## Work instructions
Write out every line of the records below again, requests included, but shift each point coordinate in the answers by adding 48 to it, and leave the pictures out.

## Exercise materials

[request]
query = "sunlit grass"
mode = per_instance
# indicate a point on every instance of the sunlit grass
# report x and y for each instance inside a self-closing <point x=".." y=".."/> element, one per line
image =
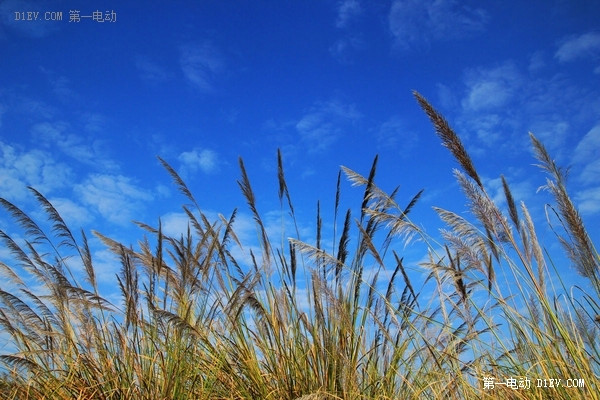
<point x="300" y="321"/>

## Worked solution
[request]
query = "sunlit grass"
mode = per_instance
# indicate a point on every instance of the sunlit grass
# report x and y for each instance inside a self-closing <point x=".." y=".."/> element, one per line
image =
<point x="348" y="369"/>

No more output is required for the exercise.